Prompt: Reproduce each of the following entries line for line, with no changes.

Source data:
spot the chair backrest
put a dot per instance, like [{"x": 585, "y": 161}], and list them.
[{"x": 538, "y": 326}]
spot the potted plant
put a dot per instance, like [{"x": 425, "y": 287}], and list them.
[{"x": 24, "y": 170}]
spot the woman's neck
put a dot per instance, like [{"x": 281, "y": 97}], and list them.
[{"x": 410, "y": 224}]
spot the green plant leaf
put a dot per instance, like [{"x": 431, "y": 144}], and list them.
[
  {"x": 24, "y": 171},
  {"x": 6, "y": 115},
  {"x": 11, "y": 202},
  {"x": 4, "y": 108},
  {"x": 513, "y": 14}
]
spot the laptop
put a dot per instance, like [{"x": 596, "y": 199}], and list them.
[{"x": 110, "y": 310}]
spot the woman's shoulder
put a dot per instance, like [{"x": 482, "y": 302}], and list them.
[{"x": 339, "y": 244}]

Reply:
spot the chair backrest
put a dot per instance, like [{"x": 585, "y": 161}], and list them.
[{"x": 538, "y": 326}]
spot the potted plant
put a dot per instance, like [{"x": 425, "y": 287}], and list them.
[{"x": 24, "y": 170}]
spot the woman's neck
put a dot per instance, like [{"x": 281, "y": 97}], and list them.
[{"x": 410, "y": 224}]
spot the green plant leaf
put a dot per instance, like [{"x": 431, "y": 144}], and list them.
[
  {"x": 24, "y": 171},
  {"x": 6, "y": 115},
  {"x": 11, "y": 202},
  {"x": 4, "y": 108},
  {"x": 513, "y": 14}
]
spot the laptop
put a dot per instance, like [{"x": 596, "y": 199}], and list them.
[{"x": 110, "y": 310}]
spot the woman's shoulder
put a dot per instance, like [{"x": 482, "y": 302}], and list them.
[{"x": 339, "y": 244}]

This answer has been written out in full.